Given text:
┄┄┄┄┄┄
Had de Blasio settled in Manhattan, he would have remained just another guy who had come to the city to make good. He almost certainly would not have been able to make his birthplace across from the mayor’s mansion prove a mark of destiny.

He instead settled in Park Slope in Brooklyn, which became a kind of stage set where the stoops and storefronts remain but the cast changes, the working class residents slowly supplanted by college-educated liberal types from out of town. The setting enabled Beantown de Blasio to become a neighborhood guy as he successfully ran for city council, then public advocate.

He made his bid for mayor as the city was ending 12 years of Mike Bloomberg, who had reduced crime to record lows and increased life expectancy to a record high and made even the air cleaner than it had been in half a century.

But many of Bloomberg’s accomplishments had come to be taken for granted. And he was also liable to show a billionaire’s insensitivity, never more so than when he at first declared that the New York Marathon would go ahead in the immediate aftermath of Hurricane Sandy, before all of the dead were buried and while hundreds of thousands of people had no heat or electricity.
┄┄┄┄┄┄
Records shown:
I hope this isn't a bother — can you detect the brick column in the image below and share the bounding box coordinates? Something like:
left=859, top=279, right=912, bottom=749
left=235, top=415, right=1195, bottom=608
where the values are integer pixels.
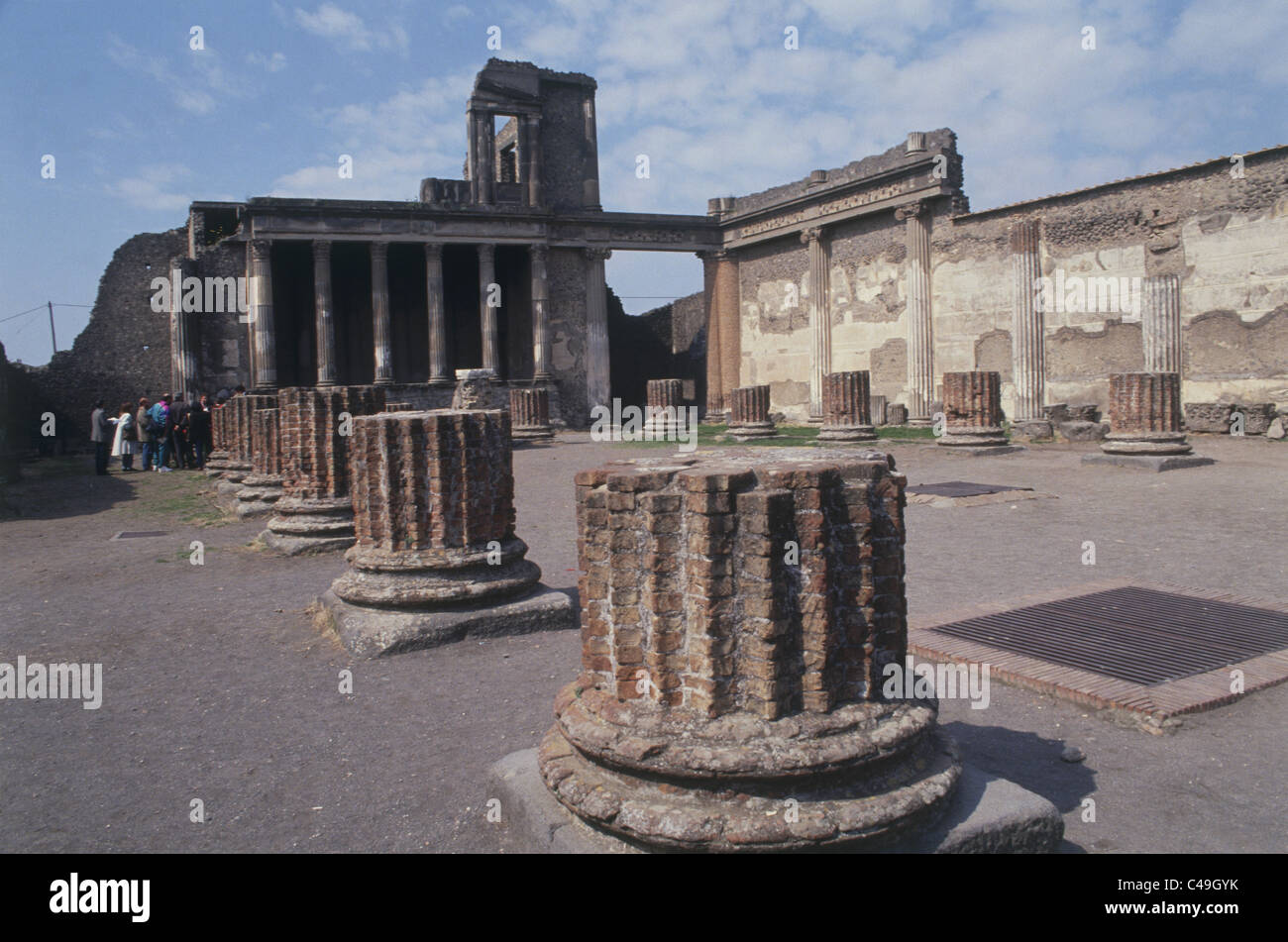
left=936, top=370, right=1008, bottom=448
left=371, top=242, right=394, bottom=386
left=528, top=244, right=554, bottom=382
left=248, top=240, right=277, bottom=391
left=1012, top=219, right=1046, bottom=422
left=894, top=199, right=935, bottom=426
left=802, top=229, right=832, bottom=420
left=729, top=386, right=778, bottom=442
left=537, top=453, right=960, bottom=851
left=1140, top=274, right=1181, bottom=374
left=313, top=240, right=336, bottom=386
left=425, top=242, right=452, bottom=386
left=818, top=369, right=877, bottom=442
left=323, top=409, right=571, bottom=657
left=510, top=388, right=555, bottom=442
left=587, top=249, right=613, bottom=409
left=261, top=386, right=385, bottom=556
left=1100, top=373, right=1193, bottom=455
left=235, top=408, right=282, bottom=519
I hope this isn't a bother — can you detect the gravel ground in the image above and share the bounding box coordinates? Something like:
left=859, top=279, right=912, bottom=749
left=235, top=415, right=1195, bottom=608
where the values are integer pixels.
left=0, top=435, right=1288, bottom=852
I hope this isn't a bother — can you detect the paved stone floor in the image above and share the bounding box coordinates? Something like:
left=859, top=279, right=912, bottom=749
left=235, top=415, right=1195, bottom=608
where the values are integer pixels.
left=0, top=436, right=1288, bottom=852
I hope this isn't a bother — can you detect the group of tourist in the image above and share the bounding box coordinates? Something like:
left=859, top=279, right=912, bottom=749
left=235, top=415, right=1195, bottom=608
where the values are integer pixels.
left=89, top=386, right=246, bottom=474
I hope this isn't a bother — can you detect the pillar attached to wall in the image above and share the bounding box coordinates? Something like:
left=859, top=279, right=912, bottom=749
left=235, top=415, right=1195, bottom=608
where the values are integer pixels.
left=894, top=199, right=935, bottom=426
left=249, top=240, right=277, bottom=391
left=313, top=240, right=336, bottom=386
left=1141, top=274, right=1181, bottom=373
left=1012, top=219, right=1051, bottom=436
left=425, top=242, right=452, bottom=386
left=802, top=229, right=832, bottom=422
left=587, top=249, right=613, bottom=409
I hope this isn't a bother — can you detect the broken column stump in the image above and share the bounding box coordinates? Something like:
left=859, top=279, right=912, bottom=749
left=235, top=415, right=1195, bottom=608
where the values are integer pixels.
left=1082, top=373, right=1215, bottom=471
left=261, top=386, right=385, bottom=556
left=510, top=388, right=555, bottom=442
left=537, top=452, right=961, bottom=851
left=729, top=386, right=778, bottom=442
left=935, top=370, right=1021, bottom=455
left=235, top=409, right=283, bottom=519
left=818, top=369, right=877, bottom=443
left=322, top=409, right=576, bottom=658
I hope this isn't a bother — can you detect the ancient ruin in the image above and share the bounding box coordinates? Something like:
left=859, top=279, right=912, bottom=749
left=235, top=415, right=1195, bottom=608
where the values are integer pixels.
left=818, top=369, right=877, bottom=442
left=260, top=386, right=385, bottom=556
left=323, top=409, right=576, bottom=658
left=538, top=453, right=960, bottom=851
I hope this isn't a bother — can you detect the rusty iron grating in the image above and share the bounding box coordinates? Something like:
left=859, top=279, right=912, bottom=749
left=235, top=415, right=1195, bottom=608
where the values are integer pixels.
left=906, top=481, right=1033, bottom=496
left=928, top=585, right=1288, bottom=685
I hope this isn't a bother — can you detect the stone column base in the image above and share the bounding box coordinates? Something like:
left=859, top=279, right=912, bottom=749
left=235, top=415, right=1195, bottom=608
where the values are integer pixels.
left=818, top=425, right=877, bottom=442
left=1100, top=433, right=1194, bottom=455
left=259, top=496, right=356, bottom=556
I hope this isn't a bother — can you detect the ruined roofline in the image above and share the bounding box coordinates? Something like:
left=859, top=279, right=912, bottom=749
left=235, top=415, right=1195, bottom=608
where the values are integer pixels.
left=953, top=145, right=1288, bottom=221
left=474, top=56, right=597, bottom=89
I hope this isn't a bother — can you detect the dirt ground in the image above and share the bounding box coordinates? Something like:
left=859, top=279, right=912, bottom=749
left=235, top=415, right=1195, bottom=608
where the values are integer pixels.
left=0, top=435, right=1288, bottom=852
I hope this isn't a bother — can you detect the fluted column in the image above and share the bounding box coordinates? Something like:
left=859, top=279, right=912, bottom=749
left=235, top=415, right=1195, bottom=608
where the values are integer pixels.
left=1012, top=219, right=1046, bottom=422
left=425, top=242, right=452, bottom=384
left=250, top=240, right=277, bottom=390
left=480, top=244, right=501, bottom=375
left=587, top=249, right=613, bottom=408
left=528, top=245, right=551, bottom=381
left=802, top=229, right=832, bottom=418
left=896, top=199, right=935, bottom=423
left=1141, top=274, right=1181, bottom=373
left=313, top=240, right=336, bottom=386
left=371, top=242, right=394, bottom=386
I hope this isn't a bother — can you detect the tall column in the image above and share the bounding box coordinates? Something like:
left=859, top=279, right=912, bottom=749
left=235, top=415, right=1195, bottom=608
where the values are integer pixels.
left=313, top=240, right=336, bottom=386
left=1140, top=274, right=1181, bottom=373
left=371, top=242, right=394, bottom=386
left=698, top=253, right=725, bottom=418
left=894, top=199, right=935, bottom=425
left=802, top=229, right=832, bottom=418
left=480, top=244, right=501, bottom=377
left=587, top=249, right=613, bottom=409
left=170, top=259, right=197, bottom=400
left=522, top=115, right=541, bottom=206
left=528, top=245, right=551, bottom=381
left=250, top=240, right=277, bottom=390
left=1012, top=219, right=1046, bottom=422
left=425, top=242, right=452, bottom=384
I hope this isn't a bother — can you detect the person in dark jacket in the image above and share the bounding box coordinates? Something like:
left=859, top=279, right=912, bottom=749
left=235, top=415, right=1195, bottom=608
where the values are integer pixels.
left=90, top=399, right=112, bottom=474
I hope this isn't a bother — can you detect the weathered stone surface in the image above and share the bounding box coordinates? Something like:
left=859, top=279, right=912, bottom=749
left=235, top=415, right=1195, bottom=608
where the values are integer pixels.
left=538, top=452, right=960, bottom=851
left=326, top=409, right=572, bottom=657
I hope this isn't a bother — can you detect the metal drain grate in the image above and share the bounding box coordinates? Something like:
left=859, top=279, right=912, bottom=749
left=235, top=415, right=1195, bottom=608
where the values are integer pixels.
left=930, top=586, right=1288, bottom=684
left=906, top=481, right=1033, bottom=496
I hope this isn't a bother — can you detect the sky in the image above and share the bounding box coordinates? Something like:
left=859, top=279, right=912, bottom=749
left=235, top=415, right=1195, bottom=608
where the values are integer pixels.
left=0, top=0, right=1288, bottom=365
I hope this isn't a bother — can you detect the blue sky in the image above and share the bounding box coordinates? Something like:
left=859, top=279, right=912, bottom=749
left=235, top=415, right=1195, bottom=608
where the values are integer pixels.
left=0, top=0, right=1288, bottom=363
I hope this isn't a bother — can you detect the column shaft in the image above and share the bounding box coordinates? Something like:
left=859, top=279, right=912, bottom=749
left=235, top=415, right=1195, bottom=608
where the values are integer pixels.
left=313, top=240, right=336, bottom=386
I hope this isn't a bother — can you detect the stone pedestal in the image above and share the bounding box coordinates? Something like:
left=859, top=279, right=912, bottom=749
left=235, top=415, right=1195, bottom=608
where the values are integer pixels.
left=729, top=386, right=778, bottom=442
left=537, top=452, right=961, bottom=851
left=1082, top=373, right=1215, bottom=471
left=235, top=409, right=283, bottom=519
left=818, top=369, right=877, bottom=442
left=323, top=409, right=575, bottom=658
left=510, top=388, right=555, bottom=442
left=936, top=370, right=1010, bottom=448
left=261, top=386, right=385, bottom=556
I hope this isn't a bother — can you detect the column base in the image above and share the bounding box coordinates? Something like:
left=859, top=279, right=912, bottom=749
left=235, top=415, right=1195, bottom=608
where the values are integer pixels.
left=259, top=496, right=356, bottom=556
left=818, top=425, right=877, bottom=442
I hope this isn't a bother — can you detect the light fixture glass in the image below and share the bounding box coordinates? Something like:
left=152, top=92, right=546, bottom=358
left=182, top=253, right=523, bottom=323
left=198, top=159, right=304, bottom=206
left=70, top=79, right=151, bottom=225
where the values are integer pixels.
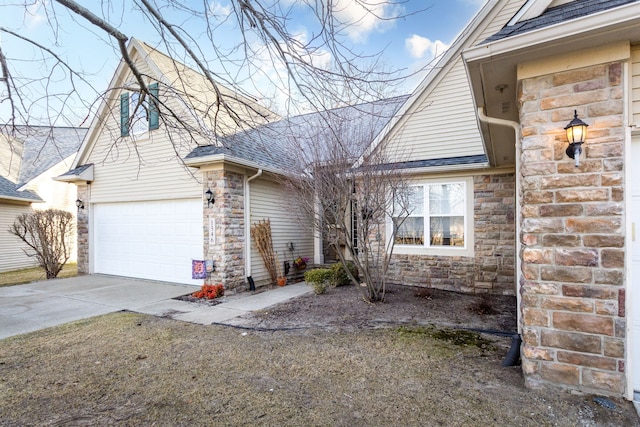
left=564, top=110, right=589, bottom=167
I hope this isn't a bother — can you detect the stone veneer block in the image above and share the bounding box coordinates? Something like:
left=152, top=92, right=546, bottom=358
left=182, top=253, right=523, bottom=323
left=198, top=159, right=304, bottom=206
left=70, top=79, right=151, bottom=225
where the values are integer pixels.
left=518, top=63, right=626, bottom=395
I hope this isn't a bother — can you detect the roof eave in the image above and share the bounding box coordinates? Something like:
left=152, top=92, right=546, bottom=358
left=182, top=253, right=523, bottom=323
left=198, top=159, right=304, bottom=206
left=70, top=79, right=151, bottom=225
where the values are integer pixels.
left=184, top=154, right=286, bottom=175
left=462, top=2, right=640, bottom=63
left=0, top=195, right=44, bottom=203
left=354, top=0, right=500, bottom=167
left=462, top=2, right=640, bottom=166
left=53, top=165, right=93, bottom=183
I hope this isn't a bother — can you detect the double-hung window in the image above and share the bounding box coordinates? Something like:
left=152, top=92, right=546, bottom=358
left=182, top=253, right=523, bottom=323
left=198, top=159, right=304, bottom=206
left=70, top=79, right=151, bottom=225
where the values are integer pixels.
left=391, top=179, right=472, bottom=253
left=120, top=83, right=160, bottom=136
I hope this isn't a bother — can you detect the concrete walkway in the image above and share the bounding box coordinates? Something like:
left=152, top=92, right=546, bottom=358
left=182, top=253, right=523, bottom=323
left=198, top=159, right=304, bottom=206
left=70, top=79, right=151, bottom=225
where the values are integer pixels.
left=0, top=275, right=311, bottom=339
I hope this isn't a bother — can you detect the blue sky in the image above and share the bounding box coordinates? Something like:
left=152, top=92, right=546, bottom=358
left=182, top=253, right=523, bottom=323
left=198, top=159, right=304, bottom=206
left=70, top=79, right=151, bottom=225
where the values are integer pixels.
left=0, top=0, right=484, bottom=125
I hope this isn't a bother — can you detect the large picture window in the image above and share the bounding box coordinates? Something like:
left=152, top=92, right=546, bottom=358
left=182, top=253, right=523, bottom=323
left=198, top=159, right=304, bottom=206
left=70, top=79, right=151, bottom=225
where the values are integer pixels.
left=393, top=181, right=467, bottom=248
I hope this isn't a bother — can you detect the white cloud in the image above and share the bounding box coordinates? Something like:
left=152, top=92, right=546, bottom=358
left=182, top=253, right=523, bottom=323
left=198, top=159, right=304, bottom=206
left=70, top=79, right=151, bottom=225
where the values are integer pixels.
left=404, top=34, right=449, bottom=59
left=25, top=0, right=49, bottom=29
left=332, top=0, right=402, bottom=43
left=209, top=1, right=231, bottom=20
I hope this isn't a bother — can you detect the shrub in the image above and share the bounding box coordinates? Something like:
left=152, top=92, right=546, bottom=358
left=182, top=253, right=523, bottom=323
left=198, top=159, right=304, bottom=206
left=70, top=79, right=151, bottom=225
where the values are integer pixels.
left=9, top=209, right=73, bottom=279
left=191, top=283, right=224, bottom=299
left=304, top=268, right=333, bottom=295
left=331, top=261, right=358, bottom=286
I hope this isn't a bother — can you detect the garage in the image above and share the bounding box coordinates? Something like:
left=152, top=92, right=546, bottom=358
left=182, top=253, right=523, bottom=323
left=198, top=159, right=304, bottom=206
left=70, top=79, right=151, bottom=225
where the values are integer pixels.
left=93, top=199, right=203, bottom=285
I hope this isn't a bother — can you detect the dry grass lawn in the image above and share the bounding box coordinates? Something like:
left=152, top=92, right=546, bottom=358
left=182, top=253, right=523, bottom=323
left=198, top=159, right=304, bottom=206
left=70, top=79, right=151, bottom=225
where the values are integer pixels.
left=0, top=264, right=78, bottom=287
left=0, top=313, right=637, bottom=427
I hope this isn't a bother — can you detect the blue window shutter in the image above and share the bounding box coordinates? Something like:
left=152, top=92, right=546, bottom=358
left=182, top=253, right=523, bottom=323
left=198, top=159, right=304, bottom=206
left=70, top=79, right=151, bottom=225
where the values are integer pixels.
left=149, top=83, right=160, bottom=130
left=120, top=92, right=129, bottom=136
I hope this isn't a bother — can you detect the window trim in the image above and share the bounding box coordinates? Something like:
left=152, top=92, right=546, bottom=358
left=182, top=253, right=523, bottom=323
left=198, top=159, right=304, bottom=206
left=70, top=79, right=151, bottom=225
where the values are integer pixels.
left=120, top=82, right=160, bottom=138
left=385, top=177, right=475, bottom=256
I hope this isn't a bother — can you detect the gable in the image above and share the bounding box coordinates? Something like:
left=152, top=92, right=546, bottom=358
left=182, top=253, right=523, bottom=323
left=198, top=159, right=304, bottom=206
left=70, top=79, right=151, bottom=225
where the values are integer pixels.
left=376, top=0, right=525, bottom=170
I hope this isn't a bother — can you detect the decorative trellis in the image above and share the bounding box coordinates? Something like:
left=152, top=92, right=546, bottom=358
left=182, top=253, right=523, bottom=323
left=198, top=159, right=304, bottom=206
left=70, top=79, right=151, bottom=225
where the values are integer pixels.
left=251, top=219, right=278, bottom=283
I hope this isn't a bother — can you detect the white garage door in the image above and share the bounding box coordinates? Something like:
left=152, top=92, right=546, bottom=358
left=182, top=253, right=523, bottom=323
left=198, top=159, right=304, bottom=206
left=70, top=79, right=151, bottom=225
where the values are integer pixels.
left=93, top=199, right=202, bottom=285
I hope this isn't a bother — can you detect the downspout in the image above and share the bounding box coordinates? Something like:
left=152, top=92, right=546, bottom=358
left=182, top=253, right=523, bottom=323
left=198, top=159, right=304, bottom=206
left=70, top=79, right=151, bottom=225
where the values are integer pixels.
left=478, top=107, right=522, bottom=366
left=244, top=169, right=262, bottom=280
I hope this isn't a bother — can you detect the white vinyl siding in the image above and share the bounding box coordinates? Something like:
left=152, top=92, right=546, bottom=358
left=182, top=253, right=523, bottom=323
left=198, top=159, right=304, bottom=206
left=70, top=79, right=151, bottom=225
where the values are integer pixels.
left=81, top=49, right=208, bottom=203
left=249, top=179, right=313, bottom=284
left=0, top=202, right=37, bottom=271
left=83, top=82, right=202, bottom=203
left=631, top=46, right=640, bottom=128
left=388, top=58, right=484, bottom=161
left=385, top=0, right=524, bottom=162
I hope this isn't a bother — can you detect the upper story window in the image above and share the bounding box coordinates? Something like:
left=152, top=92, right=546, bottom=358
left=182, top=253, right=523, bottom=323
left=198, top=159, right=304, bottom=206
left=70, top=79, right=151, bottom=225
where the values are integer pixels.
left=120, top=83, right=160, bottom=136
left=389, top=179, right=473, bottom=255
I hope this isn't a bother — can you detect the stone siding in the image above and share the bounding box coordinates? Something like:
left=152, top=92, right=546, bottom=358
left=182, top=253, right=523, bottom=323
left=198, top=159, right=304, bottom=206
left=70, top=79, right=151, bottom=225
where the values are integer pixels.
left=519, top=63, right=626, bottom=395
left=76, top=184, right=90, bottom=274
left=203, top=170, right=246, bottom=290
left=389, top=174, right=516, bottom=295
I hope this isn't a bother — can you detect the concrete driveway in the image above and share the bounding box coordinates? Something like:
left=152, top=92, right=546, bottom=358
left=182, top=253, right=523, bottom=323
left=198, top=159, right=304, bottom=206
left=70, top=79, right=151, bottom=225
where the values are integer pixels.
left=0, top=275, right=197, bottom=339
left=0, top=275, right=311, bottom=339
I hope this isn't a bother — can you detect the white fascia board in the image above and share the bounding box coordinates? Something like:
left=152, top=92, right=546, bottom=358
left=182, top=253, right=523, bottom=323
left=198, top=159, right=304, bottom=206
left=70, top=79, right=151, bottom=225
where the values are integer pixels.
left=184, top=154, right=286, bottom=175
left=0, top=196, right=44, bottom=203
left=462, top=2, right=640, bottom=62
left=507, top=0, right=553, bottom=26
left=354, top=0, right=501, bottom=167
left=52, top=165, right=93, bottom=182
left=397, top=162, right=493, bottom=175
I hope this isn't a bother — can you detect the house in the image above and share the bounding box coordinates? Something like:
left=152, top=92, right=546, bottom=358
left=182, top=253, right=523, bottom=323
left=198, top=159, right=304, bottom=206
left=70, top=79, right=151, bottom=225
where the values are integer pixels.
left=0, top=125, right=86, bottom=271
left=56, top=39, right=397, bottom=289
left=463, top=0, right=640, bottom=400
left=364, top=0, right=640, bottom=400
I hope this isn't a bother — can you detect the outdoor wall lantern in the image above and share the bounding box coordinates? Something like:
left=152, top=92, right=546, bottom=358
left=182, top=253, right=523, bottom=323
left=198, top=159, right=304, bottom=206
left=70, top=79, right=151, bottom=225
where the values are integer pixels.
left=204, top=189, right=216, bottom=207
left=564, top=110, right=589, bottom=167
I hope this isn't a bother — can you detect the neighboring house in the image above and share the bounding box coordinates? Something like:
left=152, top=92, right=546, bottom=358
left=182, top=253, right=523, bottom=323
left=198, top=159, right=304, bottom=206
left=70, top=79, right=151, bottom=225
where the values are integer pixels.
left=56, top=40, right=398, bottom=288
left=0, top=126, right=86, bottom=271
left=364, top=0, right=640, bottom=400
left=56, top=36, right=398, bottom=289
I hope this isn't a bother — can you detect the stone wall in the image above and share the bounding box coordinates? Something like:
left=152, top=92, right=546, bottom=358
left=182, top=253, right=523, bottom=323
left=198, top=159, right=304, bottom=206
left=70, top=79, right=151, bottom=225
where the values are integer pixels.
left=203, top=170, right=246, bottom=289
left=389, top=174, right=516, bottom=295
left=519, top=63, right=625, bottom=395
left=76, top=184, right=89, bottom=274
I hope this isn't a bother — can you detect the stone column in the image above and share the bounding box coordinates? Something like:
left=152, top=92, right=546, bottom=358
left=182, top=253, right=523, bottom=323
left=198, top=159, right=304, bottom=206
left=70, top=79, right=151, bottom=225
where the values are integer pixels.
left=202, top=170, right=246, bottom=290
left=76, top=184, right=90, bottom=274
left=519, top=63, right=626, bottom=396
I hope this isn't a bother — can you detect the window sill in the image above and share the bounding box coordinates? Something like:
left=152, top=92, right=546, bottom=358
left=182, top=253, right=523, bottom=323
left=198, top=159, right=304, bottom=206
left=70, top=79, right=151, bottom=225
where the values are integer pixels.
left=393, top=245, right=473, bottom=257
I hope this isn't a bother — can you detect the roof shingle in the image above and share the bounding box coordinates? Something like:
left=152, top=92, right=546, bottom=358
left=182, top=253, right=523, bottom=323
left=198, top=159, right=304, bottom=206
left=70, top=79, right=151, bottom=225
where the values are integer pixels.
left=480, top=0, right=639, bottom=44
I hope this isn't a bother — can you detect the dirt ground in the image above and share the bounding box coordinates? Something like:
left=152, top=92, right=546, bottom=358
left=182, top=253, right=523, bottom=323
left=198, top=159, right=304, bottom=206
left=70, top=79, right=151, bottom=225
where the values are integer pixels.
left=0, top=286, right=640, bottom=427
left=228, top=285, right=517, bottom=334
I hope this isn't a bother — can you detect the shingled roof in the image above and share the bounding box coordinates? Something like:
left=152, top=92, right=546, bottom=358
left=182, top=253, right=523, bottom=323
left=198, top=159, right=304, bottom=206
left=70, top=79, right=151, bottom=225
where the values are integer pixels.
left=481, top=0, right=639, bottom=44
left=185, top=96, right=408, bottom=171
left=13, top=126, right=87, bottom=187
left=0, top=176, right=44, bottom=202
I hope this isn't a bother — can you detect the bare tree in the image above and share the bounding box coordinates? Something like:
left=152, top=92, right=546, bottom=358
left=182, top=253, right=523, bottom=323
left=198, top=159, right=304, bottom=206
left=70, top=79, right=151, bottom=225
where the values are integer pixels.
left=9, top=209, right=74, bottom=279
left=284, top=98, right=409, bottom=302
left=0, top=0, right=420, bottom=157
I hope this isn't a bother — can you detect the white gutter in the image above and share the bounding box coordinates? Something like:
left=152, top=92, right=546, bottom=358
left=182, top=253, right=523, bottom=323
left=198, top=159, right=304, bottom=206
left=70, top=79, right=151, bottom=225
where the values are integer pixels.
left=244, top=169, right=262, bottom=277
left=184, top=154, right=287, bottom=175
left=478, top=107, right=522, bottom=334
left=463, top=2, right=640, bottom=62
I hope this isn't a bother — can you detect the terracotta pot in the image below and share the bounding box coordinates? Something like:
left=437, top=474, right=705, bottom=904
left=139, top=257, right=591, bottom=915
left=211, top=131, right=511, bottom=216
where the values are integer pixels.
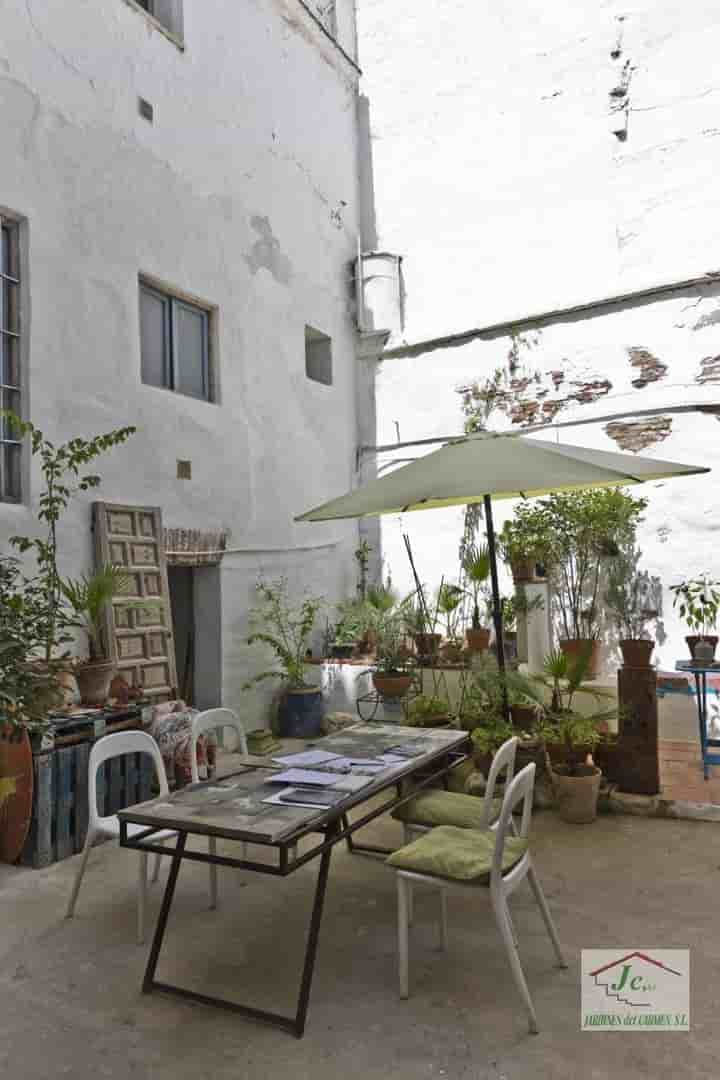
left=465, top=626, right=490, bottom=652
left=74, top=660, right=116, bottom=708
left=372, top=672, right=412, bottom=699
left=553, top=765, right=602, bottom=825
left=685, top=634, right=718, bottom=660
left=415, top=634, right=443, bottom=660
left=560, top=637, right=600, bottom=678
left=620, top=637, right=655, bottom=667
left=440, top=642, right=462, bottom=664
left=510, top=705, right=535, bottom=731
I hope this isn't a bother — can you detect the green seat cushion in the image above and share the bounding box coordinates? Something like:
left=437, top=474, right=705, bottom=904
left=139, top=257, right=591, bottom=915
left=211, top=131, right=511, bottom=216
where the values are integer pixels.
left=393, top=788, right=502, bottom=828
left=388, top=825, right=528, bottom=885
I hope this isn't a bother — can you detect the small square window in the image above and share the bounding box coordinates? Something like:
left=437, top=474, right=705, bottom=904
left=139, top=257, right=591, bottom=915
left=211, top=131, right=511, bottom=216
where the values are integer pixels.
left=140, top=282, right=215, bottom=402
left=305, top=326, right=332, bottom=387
┄┄┄┄┄┄
Work request: Copy the passage about de Blasio word for word, from "He made his" to "heat or electricity.", inclusive.

Answer to this exercise:
He made his bid for mayor as the city was ending 12 years of Mike Bloomberg, who had reduced crime to record lows and increased life expectancy to a record high and made even the air cleaner than it had been in half a century.

But many of Bloomberg’s accomplishments had come to be taken for granted. And he was also liable to show a billionaire’s insensitivity, never more so than when he at first declared that the New York Marathon would go ahead in the immediate aftermath of Hurricane Sandy, before all of the dead were buried and while hundreds of thousands of people had no heat or electricity.